Records for this task:
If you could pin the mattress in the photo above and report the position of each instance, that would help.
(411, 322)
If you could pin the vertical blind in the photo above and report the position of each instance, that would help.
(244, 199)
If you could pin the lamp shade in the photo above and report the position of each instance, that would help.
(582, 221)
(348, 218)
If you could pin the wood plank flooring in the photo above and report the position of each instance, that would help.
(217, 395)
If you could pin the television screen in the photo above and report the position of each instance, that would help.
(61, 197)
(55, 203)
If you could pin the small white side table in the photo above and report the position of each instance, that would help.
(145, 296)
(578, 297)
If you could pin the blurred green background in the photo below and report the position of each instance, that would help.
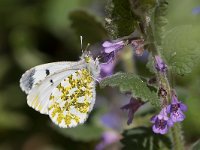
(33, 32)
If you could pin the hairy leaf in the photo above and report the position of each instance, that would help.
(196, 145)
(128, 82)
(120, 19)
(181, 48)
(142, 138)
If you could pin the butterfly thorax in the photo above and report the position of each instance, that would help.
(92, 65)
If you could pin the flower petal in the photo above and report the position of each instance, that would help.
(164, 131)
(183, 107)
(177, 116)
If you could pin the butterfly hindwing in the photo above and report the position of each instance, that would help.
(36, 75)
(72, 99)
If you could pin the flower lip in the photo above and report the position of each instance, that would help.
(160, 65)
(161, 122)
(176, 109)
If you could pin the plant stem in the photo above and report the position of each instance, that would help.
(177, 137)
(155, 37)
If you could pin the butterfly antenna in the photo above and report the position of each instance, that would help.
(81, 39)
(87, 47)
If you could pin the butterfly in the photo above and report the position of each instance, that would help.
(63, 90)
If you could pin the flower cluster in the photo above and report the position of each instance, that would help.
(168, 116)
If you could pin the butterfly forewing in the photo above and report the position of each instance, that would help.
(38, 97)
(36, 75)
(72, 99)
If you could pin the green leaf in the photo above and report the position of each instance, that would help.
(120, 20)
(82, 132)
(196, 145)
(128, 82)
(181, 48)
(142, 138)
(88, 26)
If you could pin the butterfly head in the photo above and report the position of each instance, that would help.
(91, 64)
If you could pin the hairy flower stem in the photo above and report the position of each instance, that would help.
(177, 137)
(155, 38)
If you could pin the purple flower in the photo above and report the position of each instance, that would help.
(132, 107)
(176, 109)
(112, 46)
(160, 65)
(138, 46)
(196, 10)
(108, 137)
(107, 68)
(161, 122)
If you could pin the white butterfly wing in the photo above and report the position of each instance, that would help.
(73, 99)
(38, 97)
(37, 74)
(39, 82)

==

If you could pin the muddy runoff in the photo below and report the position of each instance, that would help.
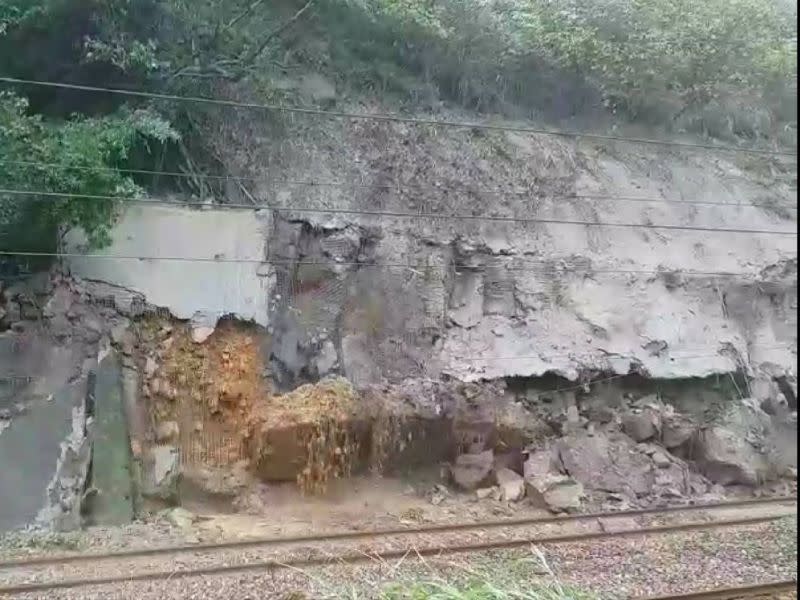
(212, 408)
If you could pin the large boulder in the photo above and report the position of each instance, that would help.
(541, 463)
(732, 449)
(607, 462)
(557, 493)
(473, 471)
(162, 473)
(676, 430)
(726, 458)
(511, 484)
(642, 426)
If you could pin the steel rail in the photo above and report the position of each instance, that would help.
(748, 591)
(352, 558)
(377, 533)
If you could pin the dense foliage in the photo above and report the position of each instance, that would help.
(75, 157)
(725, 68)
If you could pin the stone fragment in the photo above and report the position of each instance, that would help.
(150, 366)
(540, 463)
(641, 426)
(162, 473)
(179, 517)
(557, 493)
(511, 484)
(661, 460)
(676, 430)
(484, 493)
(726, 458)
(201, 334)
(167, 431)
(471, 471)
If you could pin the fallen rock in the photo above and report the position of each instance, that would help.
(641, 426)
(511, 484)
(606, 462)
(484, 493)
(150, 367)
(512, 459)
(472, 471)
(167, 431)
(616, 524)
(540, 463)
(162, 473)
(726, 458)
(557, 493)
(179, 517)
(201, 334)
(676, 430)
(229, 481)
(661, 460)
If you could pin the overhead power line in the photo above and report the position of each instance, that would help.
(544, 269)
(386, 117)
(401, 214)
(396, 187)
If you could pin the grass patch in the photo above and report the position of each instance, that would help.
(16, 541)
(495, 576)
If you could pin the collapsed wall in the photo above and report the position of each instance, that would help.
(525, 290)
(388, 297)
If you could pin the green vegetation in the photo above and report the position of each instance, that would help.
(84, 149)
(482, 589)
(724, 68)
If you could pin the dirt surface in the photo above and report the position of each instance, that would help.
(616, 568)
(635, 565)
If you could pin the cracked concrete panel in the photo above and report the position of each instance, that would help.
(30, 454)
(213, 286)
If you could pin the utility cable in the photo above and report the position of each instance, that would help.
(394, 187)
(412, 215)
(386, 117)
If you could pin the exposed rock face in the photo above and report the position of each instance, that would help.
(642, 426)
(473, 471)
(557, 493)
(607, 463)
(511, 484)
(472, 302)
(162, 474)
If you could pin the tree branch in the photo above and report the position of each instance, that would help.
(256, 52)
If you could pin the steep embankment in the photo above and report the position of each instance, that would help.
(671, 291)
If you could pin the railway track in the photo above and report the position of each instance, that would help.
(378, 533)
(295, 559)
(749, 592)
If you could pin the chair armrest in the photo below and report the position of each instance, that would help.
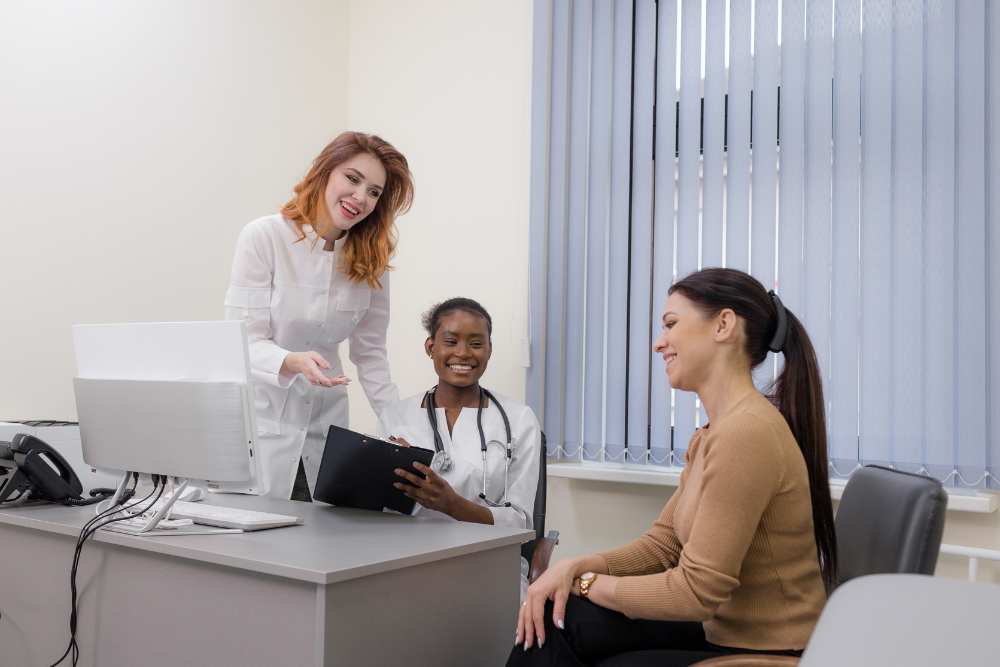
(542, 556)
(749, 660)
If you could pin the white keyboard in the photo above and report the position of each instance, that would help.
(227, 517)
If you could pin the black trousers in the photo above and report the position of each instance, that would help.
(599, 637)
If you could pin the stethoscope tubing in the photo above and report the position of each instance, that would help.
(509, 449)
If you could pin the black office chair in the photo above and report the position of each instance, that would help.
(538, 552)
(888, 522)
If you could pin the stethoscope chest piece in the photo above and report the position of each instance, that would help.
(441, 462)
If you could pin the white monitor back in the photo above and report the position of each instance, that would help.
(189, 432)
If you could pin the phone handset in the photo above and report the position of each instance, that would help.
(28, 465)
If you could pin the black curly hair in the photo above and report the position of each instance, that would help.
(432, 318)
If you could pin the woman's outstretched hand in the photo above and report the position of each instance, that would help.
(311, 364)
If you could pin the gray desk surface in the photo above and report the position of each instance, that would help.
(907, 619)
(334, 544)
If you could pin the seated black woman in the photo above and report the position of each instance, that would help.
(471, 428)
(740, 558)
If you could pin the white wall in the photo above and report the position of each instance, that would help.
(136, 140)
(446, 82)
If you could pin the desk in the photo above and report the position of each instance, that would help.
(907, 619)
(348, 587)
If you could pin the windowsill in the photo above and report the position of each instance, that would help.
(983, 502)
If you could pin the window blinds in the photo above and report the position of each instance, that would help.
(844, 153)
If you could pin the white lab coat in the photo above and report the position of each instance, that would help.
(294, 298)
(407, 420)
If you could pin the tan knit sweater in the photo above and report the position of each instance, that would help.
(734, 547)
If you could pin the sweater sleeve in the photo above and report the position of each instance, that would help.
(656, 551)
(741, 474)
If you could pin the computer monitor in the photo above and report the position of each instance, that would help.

--

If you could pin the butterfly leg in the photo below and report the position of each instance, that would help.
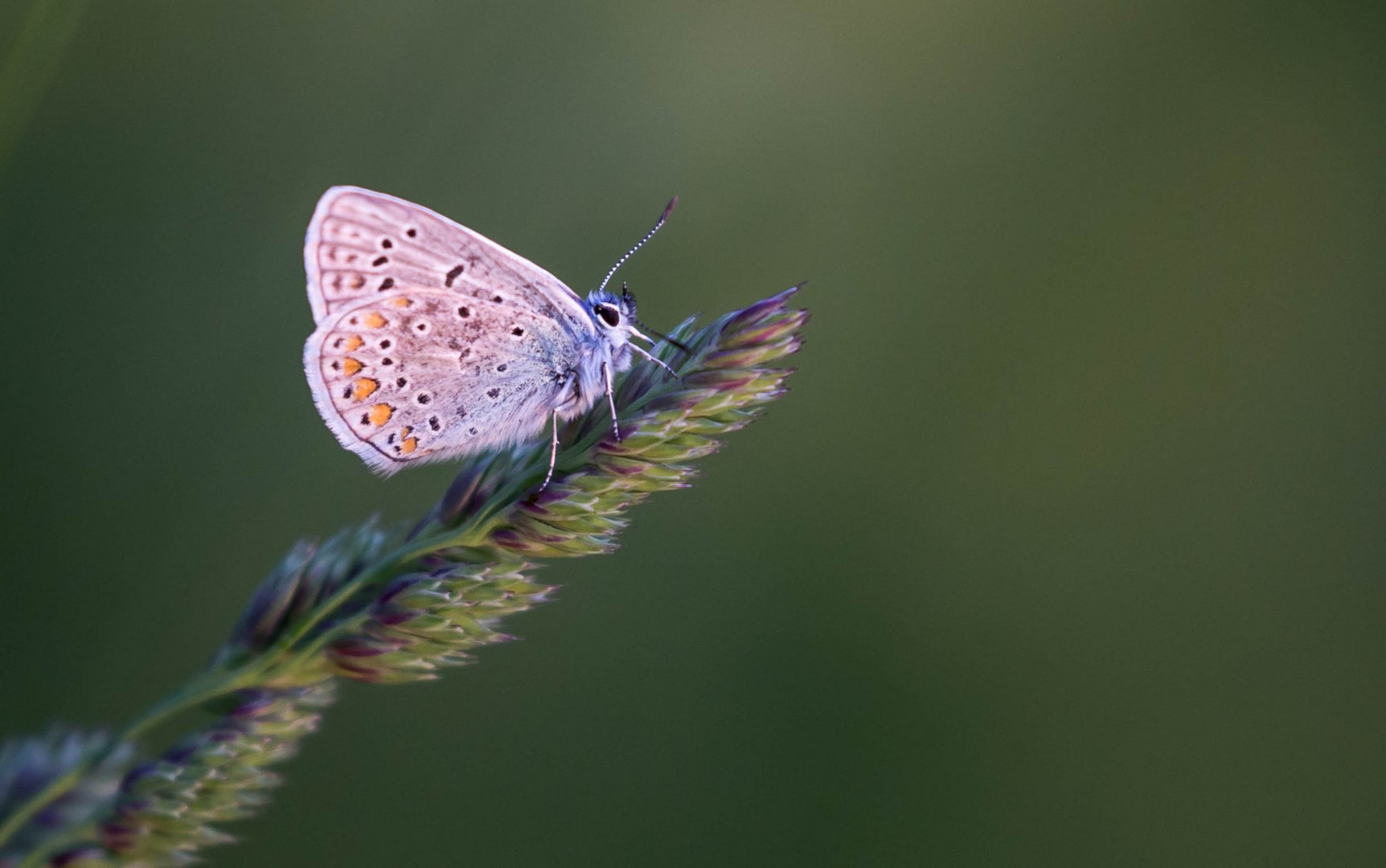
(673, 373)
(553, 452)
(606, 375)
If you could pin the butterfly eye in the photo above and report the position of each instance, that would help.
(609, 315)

Directive: Count the lines in the items above that contain the word "below", and reply with that number alone.

Worked answer: 4